Antena 7 (formerly known as Antena Latina) is a television network in the Dominican Republic owned and operated by Albavision, it is headquartered in Santo Domingo. It began to broadcast on October 16, 1999 after the shutdown of the former RAHINTEL.

History 
In 1999, Radio HIN Televisión (Rahintel) was in apparent decline, after years surviving without new programs and without the support of its parent company, Grupo Financiero Universal, which had gone bankrupt in the late 1980s. The animated series, which had been the last higher-class programs with high audience in Rahintel, had been withdrawn.

Due to the entire situation, Rahintel was put up for sale in 1999, being the Bonetti Group who decided to purchase channel 7. After the financial operation was completed, Rahintel quietly left the air in April 1999.

From then on, channel 7 was partially closed and with provisional programming that announced the arrival of a new channel 7, which was announced in the summer of 1999 as Antena Latina. After months of intense promotion, in which a younger approach was noted for channel 7, Antena Latina airs on October 16, 1999.

The arrival of Antena Latina introduced new technologies to Dominican television, such as the complement of the first and only virtual studio in the Caribbean area, a breakthrough for those times. In addition, its programming contained programs that gave the channel a large audience. One of the most successful programs were WWE wrestling, which was broadcast again in the country after several years of absence.

++++++++++++++++++++

- [Given instruction]: Copy word for word the part of the Antena 7 text that begins with the words containing "Due to the entire" and ends with "in April 1999.".

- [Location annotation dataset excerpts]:
++++++++++++++++++++

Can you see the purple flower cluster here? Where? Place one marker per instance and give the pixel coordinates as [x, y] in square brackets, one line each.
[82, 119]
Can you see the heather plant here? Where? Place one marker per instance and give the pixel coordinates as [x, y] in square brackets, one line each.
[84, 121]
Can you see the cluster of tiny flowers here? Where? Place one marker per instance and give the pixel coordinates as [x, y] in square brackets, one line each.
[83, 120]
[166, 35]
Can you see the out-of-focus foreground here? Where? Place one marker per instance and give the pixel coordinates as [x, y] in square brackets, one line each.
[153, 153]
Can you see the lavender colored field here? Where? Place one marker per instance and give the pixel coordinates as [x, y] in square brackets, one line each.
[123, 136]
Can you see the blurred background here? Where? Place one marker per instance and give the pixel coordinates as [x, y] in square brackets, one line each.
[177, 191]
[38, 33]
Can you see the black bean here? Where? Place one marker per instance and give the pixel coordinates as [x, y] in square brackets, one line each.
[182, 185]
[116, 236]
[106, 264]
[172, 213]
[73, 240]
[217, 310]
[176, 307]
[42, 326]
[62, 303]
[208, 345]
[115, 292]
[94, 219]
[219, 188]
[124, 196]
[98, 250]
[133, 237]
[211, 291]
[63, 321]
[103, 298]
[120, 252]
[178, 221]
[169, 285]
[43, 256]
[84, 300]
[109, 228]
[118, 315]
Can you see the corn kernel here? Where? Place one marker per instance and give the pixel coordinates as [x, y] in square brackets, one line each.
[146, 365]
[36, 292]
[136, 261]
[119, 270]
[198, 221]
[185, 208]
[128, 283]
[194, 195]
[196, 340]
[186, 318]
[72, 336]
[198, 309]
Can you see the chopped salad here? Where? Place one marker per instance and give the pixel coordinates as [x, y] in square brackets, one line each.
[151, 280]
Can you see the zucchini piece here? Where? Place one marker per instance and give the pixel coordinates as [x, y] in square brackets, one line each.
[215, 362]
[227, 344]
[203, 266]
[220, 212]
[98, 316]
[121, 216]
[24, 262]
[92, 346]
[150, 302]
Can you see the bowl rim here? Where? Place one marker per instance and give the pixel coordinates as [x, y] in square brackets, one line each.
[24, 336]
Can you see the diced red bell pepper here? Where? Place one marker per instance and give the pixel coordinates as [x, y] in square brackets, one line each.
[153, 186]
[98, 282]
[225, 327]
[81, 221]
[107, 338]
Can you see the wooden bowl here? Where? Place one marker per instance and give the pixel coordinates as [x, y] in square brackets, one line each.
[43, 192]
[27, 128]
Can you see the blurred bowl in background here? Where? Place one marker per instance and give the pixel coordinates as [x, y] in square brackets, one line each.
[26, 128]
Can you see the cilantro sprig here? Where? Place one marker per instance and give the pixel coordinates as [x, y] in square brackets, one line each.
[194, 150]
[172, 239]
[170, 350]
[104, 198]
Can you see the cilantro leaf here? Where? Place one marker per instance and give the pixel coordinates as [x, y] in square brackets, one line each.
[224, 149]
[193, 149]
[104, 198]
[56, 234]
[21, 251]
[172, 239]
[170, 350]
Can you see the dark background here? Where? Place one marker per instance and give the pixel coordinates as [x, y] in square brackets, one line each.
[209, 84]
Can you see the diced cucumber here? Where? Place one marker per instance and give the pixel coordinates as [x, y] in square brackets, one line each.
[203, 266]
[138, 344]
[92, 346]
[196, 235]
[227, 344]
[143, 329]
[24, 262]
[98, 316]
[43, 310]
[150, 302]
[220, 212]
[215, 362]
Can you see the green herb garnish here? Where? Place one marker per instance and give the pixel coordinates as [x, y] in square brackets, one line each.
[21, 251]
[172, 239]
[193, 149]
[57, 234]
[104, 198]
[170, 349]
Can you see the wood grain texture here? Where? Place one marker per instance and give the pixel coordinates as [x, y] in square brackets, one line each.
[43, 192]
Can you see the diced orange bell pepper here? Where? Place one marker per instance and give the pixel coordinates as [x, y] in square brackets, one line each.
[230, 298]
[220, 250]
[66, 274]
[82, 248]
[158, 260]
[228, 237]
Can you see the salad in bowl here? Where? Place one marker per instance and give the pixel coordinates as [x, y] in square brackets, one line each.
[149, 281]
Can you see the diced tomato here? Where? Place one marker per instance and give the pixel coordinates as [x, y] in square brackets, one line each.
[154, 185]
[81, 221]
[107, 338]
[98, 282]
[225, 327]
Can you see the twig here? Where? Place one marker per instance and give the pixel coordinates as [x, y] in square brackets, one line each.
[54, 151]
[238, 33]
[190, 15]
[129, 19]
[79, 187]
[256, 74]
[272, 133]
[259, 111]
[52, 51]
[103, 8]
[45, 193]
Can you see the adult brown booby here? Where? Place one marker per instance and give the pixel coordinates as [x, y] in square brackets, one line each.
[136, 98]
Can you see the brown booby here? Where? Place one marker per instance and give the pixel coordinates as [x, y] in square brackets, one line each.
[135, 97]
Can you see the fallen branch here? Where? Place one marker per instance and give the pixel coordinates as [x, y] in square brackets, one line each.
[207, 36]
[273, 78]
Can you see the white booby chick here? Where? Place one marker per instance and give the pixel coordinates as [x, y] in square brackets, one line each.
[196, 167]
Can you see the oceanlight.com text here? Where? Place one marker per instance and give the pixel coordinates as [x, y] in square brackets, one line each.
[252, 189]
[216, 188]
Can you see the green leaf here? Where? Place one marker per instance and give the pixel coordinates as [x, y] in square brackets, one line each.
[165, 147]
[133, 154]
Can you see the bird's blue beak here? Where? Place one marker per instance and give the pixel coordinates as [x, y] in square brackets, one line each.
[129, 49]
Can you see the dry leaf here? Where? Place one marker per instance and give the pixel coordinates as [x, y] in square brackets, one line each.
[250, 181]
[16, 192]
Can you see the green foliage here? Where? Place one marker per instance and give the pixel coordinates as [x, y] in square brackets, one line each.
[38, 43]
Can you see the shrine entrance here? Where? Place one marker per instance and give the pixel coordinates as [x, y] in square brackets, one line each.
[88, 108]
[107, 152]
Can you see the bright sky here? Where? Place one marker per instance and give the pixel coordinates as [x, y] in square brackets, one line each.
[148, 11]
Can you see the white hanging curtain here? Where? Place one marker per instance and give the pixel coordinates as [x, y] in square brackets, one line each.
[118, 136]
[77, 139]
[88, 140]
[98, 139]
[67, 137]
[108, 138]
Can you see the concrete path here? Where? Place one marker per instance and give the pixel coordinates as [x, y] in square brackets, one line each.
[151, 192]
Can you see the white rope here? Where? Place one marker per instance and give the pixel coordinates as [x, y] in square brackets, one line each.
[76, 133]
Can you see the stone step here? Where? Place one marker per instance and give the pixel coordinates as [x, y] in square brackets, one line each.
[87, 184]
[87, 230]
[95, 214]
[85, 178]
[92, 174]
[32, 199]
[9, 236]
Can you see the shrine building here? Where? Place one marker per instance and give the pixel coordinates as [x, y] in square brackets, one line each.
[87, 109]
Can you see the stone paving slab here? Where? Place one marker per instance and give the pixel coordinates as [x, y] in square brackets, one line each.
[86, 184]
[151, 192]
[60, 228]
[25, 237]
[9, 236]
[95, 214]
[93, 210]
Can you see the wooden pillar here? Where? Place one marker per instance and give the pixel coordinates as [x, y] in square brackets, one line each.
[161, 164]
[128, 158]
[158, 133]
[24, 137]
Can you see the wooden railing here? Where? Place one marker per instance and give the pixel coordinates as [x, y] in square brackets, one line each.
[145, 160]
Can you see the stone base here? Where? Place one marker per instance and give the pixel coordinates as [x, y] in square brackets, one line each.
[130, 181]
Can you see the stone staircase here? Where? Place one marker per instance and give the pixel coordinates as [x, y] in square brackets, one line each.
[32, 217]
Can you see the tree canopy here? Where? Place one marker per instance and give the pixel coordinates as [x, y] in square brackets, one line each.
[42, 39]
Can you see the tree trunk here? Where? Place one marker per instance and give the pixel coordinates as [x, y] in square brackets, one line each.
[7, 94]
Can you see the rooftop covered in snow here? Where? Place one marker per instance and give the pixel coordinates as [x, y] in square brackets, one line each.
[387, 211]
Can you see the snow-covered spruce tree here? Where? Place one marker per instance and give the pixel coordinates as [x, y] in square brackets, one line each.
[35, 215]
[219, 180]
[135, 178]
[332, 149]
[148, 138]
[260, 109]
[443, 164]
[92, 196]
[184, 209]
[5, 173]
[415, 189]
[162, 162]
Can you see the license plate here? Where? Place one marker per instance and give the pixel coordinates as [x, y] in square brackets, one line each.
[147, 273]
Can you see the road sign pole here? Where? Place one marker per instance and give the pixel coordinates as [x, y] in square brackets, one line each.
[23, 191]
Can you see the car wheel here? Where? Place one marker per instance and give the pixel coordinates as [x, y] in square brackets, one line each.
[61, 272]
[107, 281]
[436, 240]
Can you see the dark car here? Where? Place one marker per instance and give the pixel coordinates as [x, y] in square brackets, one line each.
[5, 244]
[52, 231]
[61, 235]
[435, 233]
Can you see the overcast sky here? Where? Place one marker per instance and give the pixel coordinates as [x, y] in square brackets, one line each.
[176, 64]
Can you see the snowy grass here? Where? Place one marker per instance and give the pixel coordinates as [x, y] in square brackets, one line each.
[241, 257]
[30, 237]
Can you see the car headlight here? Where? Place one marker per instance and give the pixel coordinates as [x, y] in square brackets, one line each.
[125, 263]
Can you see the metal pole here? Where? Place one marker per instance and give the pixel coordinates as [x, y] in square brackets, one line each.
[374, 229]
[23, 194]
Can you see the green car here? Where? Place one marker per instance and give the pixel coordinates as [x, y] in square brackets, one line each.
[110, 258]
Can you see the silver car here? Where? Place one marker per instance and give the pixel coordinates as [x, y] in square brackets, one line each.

++++++++++++++++++++

- [Full solution]:
Due to the entire situation, Rahintel was put up for sale in 1999, being the Bonetti Group who decided to purchase channel 7. After the financial operation was completed, Rahintel quietly left the air in April 1999.